What is being asked = Could you copy the Bitcoin ETF article below, beginning at "According to recent" and stopping after "in the month.", and switch each "November" to "October"?

Text passage =
According to recent data by SoSoValue, U.S. spot Bitcoin ETFs logged around $869.9 million in net outflows on Nov. 13, the second largest single-day exodus since inception. The outflows have only accelerated. So far in November, the total redemptions from spot bitcoin funds have now crossed $3.7 billion, per SoSoValue data, marking the worst month to date for Bitcoin ETFs.
Also, Bloomberg Intelligence data aggregated by Barchart shows that $6 billion has vanished from the crypto ETF universe in November thus far, and there are still a few days left in the month.
Ripple effects are beginning to show in Bitcoin’s price action, which is sharply down (21% month-to-date), and investor sentiment is decidedly risk-off as large volumes head out.
One of the biggest casualties has been iShares Bitcoin Trust (NASDAQ:IBIT), the flagship spot-BTC ETF run by BlackRock. On Nov. 18, IBIT saw withdrawals of about $523 million, according to data from Farside Investors, cited by Reuters. This was the largest one-day drawdown since the fund launched.
During the month so far, IBIT is said to have lost approximately $2.2 billion, the biggest monthly outflow from the fund on record, according to data cited by Trading News. Investors seem to be reassessing crypto exposure amid macroeconomic uncertainty and the broader deleveraging cycle.
IBIT isn’t alone. Fellow spot-Bitcoin ETFs such as Wise Origin Bitcoin Fund (BATS:FBTC), Grayscale Bitcoin Trust (NYSE:GBTC), and Bitwise Bitcoin ETF(NYSE:BITB) and have all logged net outflows in recent sessions.
For example, FBTC saw close to $120 million in outflows on that one worrisome day in November, and more than $318 million left GBTC across funds, according to SoSoValue data.
In all, across 11–12 widely followed funds, the cumulative November bleed is among the worst the fledgling ETF space has seen.
When large funds like IBIT and FBTC see sustained withdrawals, the mechanics of ETF redemptions can create ripple effects. In such institutional redemptions, fund managers may be compelled to sell their underlying bitcoin holdings. This is because when investors withdraw from a spot-Bitcoin ETF, the ETF has to pay them cash. But many spot ETFs don’t sit on cash, they hold actual Bitcoin. Large redemption amounts land directly in the market’s supply, putting pressure on prices.
Also, as funds shrink, so does confidence, which itself may be enough to trigger further selling. The current slump in ETF flows has coincided with BTC sliding from six-figure highs to levels below $90,000.
Not all ETFs are created equal: in rough patches, bigger funds such as IBIT may be more vulnerable simply because there’s more “weight” to sell. Smaller or more diversified crypto/altcoin-focused ETFs might weather volatility better.

Data entries =
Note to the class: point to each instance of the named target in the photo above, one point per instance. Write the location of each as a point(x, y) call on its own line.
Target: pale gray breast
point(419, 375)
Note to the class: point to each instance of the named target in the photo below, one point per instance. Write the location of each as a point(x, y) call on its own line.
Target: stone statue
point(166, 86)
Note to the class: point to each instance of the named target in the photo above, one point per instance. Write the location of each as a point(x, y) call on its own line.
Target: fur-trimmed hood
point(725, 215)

...

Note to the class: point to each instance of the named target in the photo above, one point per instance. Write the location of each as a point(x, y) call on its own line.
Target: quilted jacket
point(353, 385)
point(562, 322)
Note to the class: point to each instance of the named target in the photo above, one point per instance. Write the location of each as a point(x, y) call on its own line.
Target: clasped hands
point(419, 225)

==

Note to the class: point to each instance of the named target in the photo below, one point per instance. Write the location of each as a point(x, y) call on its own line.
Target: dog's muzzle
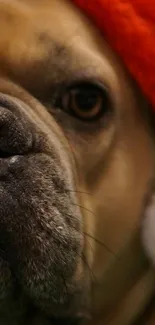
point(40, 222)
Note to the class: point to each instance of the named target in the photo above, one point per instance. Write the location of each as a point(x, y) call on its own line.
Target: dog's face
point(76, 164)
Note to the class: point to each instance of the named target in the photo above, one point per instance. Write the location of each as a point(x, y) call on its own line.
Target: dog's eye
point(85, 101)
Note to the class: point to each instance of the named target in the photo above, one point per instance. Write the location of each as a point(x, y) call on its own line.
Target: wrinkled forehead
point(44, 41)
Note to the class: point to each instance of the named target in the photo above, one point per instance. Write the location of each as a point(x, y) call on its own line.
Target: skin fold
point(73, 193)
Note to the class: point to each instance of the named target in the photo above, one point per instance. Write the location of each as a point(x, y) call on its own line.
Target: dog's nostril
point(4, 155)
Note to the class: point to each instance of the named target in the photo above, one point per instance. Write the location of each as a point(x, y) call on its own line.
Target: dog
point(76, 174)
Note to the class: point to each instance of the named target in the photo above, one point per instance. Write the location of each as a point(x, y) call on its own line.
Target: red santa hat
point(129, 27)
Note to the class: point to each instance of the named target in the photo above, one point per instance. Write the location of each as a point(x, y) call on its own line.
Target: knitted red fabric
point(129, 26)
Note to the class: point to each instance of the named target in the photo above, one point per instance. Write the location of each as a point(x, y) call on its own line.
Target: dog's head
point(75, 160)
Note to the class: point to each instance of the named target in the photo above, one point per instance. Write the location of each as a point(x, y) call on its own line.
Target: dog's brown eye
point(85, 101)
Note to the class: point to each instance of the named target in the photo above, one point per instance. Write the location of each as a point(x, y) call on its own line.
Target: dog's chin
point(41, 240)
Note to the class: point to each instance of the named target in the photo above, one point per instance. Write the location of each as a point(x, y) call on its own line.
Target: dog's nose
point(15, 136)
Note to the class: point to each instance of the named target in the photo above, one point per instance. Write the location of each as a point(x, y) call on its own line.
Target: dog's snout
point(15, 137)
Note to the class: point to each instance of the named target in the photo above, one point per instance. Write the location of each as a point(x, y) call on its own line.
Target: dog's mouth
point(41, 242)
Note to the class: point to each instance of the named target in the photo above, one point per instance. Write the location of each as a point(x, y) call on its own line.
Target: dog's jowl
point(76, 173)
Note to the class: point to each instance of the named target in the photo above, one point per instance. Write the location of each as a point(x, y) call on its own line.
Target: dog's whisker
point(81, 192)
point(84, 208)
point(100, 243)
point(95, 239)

Complete response =
According to recent data by SoSoValue, U.S. spot Bitcoin ETFs logged around $869.9 million in net outflows on Nov. 13, the second largest single-day exodus since inception. The outflows have only accelerated. So far in October, the total redemptions from spot bitcoin funds have now crossed $3.7 billion, per SoSoValue data, marking the worst month to date for Bitcoin ETFs.
Also, Bloomberg Intelligence data aggregated by Barchart shows that $6 billion has vanished from the crypto ETF universe in October thus far, and there are still a few days left in the month.